◆ **Requirement**:
Revise the items below by replacing each occurrence of "farthest from its outline" with "most distant from its boundary", leaving all other text unchanged.

## start Provided data

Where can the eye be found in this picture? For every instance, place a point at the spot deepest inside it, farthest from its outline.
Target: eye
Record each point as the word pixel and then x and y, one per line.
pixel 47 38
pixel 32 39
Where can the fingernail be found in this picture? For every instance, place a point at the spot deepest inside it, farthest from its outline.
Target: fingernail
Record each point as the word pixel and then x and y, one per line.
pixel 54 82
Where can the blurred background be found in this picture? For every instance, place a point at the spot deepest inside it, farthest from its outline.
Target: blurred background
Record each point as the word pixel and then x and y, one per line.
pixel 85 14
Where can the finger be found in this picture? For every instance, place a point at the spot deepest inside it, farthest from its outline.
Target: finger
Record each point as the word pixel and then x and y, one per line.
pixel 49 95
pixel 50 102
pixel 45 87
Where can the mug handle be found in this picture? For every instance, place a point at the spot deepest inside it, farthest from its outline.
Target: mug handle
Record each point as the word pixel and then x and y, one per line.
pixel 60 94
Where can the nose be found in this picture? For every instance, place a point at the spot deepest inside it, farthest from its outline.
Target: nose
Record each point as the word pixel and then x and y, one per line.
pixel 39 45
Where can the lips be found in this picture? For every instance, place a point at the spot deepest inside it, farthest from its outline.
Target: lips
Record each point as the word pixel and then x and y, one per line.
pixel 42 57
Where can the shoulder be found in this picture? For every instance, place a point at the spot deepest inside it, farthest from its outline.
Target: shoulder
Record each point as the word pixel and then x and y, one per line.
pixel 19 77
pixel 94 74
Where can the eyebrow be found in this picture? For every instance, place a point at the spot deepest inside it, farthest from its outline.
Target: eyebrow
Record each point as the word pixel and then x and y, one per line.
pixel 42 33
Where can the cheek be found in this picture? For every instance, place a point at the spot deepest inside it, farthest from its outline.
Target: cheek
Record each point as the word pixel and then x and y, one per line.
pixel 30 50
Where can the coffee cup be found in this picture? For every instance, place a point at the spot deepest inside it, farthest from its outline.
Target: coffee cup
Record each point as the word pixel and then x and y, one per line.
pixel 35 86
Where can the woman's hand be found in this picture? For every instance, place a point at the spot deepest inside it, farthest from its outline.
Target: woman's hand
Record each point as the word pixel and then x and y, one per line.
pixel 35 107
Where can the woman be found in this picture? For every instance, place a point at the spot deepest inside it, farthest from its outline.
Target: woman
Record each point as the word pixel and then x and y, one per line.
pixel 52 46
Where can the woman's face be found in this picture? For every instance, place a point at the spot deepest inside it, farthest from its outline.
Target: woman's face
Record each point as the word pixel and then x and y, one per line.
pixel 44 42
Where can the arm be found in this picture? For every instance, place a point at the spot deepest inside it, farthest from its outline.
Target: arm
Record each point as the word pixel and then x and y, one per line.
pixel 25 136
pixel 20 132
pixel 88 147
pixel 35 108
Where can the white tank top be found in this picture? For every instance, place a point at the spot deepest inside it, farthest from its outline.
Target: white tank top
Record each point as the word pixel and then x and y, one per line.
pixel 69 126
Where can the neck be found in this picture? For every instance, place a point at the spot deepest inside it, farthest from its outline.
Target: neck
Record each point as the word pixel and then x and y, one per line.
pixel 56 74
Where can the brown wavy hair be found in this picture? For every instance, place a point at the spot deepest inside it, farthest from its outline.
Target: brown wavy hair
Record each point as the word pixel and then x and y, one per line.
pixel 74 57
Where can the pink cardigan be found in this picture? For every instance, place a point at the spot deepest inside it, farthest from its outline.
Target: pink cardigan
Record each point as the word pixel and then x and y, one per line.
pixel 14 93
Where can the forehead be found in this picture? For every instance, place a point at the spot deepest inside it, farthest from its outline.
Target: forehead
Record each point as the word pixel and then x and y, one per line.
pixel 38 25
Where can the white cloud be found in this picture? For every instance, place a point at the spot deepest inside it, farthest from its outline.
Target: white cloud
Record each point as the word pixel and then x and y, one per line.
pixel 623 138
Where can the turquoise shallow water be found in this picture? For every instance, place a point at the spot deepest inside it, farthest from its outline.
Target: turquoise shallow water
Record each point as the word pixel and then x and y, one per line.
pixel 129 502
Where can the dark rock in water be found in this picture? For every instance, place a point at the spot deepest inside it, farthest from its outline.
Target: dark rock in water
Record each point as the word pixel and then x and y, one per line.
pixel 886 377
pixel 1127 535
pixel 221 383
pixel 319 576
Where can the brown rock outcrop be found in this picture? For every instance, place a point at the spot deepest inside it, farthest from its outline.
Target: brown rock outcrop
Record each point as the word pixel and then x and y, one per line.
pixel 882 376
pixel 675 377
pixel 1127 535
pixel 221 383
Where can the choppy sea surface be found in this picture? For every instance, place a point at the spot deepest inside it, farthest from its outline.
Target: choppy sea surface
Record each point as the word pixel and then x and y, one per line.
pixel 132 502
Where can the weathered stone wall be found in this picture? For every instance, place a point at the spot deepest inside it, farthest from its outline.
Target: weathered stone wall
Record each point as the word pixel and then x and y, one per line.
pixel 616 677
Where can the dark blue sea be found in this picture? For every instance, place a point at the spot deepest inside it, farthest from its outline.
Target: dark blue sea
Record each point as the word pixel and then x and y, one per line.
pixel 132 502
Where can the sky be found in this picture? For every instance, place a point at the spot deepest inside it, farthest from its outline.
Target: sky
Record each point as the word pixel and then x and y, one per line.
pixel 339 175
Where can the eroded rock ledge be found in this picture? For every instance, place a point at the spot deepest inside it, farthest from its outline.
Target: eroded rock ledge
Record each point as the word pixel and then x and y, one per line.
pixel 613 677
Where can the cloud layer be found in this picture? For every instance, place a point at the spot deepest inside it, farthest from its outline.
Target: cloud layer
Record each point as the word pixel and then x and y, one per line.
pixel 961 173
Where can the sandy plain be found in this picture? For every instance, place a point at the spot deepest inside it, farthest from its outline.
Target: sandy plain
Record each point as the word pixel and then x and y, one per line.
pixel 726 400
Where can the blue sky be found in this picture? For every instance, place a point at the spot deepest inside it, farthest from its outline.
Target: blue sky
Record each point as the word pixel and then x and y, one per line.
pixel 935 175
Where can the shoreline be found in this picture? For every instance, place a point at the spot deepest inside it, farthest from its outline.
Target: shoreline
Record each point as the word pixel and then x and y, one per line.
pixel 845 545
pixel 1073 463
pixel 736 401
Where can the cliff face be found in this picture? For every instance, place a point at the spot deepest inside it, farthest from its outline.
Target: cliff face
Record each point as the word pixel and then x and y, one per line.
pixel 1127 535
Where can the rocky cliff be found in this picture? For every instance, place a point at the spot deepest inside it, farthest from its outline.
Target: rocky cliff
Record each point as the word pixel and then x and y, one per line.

## end Provided data

◆ **Solution for this problem**:
Where can the eye be found in this picture? For every instance, place a point at the spot deepest inside it, most distant from its boundary.
Target: eye
Record each point as the word pixel and then x and y, one per line.
pixel 47 38
pixel 32 39
Where can the fingernail be found in this picture? For every instance, place a point at the spot deepest inside it, most distant from its boundary.
Target: fingernail
Record each point as the word pixel and then x and y, one per line.
pixel 54 82
Where can the blurred background be found in this picture? For every instance, place a point at the spot deepest inside it, most distant from its boundary.
Target: blurred background
Record each point as the word pixel and then x and y, one per line.
pixel 85 14
Where can the finger be found in this picture? For every instance, place a point at the spot deepest inside it, most distant from its boundary.
Target: finger
Record each point as the word pixel and then x and y, one per line.
pixel 49 95
pixel 50 102
pixel 45 87
Where can the mug handle be found in this picture? For every instance, place a point at the spot deepest inside it, most distant from its boundary.
Target: mug handle
Record each point as the word pixel and then x and y, one per line.
pixel 60 94
Where can the nose be found in this picture? For every instance, place a point at the spot deepest inside it, most distant from its boundary.
Target: nose
Record each point as the word pixel and then x and y, one per line.
pixel 39 45
Where can the lips be found in this picture? For every instance, place a point at the spot deepest inside it, most distant from its boundary.
Target: lips
Record each point as the word pixel and then x and y, one per line.
pixel 42 57
Where can the shoulder be found in this picture? For every instance, place a point at the spot deepest inside it, most distant from its boundary.
Target: shoulder
Record each point as the word pixel and then x and y, one per line.
pixel 19 77
pixel 94 74
Where can the eyebrow be found in this picture? For every instance, place a point at the spot deepest inside it, most distant from its boundary.
Target: eyebrow
Record each point as the word pixel and then x and y, one per line.
pixel 42 33
Where can the cheek be found in this picture? For every instance, place a point at the spot deepest inside it, most distant from its boundary.
Target: cheek
Record each point as the word pixel and then x and y, one per line.
pixel 30 50
Where can the coffee cup be found in this picture? For every instance, place a point at the spot deepest inside it, most distant from its boundary.
Target: coffee cup
Record each point as the word pixel and then x and y, one per line.
pixel 35 86
Where can the woman's hand be found in this picture? For every instance, place a point at the spot deepest inside it, most distant from its boundary.
Target: woman's hand
Record each point as the word pixel and then x and y, one per line.
pixel 35 107
Where can the woman be found in this picture? For every instance, place a point at the spot deepest inside it, most distant from its boundary.
Target: woman
Record each point as the word pixel and then x and y, one per line.
pixel 52 46
Where can the woman's face be found in this picture? For every instance, place a point at the spot deepest inside it, most distant from its boundary.
Target: woman's face
Record each point as the word pixel and then x and y, one per line.
pixel 44 42
Where can the arm be found in this picture? For every instance, place a point at the spot deepest inside it, most distant from its boundary.
Target: arm
Record each point as the word pixel and then x and y, one per line.
pixel 25 136
pixel 20 132
pixel 88 147
pixel 35 108
Where can the white tank top be found in this picture? For every instance, place a point at the spot deepest inside it, most distant from its boundary.
Target: white tank top
Record each point as the word pixel and then x and y, one per line.
pixel 69 126
Where can the neck be found in this picture? For every instance, place a point at the spot deepest inside it, most distant from its boundary.
Target: neck
Record each point as the word pixel and then x and y, one per line.
pixel 56 74
Where can the brown wavy hair be found in this picture? For every instance, place a point at the spot deepest inside it, most distant from its boundary.
Target: brown wavy hair
Record each point as the word pixel and then x and y, one per line.
pixel 74 57
Where can the pink cardigan be found in this picture? For every instance, place a point at the spot deepest inside it, most distant from its boundary.
Target: pink cardigan
Record each point as the word pixel and then x and y, one per line.
pixel 14 93
Where can the forehead be found in this picture? For every instance, place a point at the spot deepest inside it, most distant from its boundary.
Target: forehead
Record each point as the word pixel and then x and y, one per line.
pixel 38 25
Where can the white cloud be found in this picture? For every instance, place a point at the spot deepest inside it, most distant from its boundary.
Target: white cloud
Record each point as the word pixel and then x and y, one per line.
pixel 623 138
Where can the turquoise shallow water be found in this picture? For every instance, place a point at the spot deepest inside it, most distant from its boundary.
Target: turquoise shallow water
Record each point as the word pixel and then x and y, one per line.
pixel 129 502
Where can the dark rock in water be found in this picture? For every instance, place a point at the spot deepest inside it, most distant from its boundary.
Target: dark rock in water
Record each point as the word pixel and then x and y, one per line.
pixel 886 377
pixel 1127 535
pixel 221 383
pixel 319 576
Where can the brown rock outcrop be found in this picture? For every instance, place a point at the spot deepest inside it, most distant from its boundary.
Target: brown rock outcrop
Record each point as the word pixel and then x and y, one per line.
pixel 882 376
pixel 675 377
pixel 1127 535
pixel 221 383
Where can the choppy sea surface be found in this picture? For every instance, place a point at the spot deepest inside it, most distant from its boundary.
Target: choppy sea surface
Record each point as the word pixel and then x and y, one per line.
pixel 132 502
Where can the weathered stone wall be found in this picture? For every instance, place a point at the spot deepest inside it, most distant from its boundary.
Target: weathered stone wall
Record each point as the word pixel and then x and y, one per line.
pixel 616 677
Where can the dark blue sea be found in this picture? For every instance, place a point at the spot deepest inside it, most distant from its boundary.
Target: dark blue sea
Record each point as the word pixel and then x and y, one per line.
pixel 132 502
Where can the sky be found in this picture? For every instance, place a point at the spot deepest inside it, most distant from its boundary.
Target: sky
Record each point as the word pixel and then x and y, one per line.
pixel 339 175
Where can the eroded rock ledge be found in this picture? For every instance, place a point at the spot deepest inside it, most distant from its boundary.
Target: eroded rock ledge
Record each point as the word pixel and then x and y, one per line.
pixel 613 677
Where can the cloud layer be found in this picture? For every instance, place a point at the spot deepest inside it, most distant from its boundary.
Target: cloud layer
Record each point as the word pixel and then x and y, one per line.
pixel 961 173
Where can the sandy plain be found in this picture? For every instance, place a point at the spot deepest inside it, most distant from its boundary.
Target: sandy plain
Record each point as the word pixel and then x and y, one per line.
pixel 726 400
Where can the blue sky be found in this picture? For every instance, place a point at the spot deepest inside it, most distant from its boundary.
Target: blue sky
Record each point as the word pixel and then x and y, one per line.
pixel 935 175
Where can the shoreline be found in this picture? For every instance, place a point at the spot deepest inside it, most distant from its boundary.
Target: shoreline
Record each point as the word pixel and then x and y, one per line.
pixel 845 545
pixel 1073 463
pixel 736 401
Where can the cliff face be found in this picture? For every instance, place a point at the spot deepest inside it, most distant from its boundary.
Target: cliff face
Record each point as the word pixel and then x and y, one per line.
pixel 1127 535
Where can the rocky cliff be found in this picture? For every instance, place a point at the spot deepest inside it, most distant from its boundary.
Target: rocky cliff
Record each point as the word pixel and then x and y, one per line.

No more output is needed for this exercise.